TASK BRIEF: Render the rows starting with the line that contains "If you could tag each instance of the bare" and going on through the line that contains "(1220, 295)" as a two-column CSV with the columns text and points, one line per row. Put each field in quotes and turn its line breaks into spaces.

(Coordinate labeling data)
:::::

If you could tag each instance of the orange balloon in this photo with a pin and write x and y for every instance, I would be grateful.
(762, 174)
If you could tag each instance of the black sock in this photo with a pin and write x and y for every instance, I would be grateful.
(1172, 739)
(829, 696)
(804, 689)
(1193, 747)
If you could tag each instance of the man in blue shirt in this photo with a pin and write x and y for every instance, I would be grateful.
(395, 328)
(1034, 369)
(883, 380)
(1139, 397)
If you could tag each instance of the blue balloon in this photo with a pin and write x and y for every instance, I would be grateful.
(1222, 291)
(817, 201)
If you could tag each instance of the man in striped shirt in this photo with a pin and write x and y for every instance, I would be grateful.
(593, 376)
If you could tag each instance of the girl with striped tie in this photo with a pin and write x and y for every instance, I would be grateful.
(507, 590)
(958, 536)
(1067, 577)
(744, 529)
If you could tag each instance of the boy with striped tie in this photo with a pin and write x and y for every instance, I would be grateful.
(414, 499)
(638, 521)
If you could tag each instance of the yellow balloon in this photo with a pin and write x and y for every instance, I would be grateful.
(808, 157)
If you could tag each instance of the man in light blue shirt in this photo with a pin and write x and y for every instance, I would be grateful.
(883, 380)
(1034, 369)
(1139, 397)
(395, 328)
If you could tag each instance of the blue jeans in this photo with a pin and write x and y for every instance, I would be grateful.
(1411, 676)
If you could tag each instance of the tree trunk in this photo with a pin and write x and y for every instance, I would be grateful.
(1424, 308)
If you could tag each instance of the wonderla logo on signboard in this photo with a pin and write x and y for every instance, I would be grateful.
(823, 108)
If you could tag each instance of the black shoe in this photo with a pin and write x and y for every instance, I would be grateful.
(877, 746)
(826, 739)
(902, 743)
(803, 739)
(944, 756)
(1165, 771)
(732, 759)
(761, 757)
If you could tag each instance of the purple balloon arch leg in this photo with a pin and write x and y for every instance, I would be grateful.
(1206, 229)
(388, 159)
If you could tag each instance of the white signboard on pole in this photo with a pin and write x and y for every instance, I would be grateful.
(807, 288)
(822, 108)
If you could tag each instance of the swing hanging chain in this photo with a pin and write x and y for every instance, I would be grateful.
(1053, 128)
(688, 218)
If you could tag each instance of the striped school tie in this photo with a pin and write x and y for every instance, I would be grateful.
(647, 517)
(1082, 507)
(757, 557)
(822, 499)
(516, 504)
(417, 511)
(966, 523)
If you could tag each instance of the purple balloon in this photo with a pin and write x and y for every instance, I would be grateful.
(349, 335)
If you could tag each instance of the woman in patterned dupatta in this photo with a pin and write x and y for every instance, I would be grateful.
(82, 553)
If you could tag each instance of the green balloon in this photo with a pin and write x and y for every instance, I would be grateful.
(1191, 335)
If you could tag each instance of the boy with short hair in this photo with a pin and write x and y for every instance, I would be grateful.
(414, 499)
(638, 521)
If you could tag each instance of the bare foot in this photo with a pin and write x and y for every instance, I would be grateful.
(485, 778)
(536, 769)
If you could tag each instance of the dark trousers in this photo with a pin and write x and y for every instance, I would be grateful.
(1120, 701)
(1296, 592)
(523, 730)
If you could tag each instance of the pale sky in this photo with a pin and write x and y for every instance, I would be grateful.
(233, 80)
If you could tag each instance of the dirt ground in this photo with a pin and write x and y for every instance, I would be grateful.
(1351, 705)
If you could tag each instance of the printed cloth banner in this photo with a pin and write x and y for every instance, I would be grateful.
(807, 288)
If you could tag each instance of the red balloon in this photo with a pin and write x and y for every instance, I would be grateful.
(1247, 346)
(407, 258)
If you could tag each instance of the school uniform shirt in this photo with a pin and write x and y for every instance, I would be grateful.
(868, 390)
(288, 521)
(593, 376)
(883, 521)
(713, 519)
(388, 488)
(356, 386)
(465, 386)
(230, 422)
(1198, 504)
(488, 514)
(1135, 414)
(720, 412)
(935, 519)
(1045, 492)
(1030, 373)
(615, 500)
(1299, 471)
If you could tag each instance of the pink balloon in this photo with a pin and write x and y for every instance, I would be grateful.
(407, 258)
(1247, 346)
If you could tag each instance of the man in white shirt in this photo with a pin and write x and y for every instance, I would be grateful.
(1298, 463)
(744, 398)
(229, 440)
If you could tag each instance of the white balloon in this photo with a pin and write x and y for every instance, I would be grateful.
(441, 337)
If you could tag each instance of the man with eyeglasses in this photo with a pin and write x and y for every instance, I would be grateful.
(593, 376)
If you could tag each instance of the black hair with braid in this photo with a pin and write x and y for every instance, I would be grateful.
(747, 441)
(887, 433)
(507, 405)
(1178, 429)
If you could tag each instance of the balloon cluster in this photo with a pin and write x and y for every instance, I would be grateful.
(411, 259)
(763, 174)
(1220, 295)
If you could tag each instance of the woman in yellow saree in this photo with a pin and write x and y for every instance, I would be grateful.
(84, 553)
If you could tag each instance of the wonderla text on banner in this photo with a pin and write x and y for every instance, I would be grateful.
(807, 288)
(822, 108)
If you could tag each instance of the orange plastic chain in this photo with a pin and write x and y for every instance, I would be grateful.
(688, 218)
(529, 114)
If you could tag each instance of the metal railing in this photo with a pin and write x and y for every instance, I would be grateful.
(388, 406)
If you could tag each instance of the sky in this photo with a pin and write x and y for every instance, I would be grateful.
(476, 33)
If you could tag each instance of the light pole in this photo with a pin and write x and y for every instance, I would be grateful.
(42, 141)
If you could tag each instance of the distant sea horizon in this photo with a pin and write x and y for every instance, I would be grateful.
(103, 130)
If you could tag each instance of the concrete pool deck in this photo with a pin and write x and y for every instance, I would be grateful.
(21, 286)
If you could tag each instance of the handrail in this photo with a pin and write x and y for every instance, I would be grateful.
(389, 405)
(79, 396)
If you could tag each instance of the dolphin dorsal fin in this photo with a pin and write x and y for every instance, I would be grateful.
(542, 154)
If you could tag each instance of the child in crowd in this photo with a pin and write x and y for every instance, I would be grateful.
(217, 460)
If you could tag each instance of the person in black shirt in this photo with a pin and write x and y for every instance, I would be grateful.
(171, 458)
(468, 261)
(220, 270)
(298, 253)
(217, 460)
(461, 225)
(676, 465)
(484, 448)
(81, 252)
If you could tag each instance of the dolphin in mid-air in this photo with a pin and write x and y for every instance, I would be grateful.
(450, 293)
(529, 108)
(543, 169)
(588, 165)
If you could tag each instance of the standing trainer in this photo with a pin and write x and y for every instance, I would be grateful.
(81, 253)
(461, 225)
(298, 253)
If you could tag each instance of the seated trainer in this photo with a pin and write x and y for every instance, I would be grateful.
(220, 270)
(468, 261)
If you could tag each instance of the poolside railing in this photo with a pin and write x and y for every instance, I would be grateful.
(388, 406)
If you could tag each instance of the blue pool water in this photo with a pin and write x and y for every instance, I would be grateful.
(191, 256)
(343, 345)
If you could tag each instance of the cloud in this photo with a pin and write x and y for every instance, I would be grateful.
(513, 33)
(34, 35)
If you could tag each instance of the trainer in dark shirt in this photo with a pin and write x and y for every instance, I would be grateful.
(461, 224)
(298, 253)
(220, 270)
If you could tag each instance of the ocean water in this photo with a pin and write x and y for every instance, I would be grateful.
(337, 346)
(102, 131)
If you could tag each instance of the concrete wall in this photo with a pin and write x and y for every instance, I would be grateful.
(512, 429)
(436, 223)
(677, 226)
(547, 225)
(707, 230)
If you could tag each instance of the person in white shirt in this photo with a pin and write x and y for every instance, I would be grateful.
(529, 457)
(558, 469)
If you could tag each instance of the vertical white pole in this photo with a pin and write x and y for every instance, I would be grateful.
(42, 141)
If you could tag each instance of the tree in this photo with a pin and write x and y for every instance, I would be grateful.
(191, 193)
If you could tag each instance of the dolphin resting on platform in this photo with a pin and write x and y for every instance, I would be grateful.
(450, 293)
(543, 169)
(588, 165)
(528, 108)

:::::

FINAL RESULT:
text,points
"If you could tag each instance of the bare foot in this photo with a pin and write x and y for every instance, I would be grateful.","(485, 778) (536, 769)"
"If you could tag each instance of the dark trousers in this photo with a pin and write x and y for every instance, I would be grateful.","(1120, 701) (1296, 592) (523, 730)"
"If you could tag each instance of the pale sky in this photo with a pin and write x and y for every instance, I would be grateful.","(233, 80)"
"If you could tag each instance of the dirt ground in this photo with a pin and write x and y for every instance, I would be grateful.","(1351, 705)"
"If you could tag each instance of the printed cloth banner in this photo with a pin and write x and y for every instance, I would be grateful.","(807, 288)"
"If you could tag each instance of the red balloon in this photo with a pin and write x and y for every instance, I would be grateful.","(1247, 346) (407, 258)"
"If you could tag each instance of the school uniform shirt in this photo with a pin and write x and y for every instance, I would be grateful.","(868, 390) (288, 521) (593, 376) (883, 521) (713, 519) (388, 488) (356, 386) (465, 386) (230, 422) (1198, 504) (488, 514) (1135, 414) (720, 412) (935, 519) (1045, 492) (1030, 373) (615, 500) (1299, 471)"
"If you could tag each instance of the pink balloon in this photo with a pin and write x and y for every instance, I would be grateful.","(407, 258) (1247, 346)"
"If you could tag each instance of the man in white shirt in this photo with a pin and write x and y for every instance, I would be grateful.","(1298, 463) (744, 398) (229, 440)"
"If you could tag each instance of the white balloon in this photo with a pin and write x and y for every instance, I would be grateful.","(441, 337)"
"If you could tag each instance of the man with eyeglasses in this photo with a pin and write x and y for every instance, I would be grateful.","(593, 376)"
"If you could tag each instance of the black hair with braid in this photo with a pin and write x and y for every instance, I would be grateful.","(747, 441) (887, 433) (507, 405) (1178, 429)"
"If you could tag each instance of the balloon cluster in this photo with a pin and write x and y for every instance, I would be grateful.","(411, 259) (763, 174) (1220, 295)"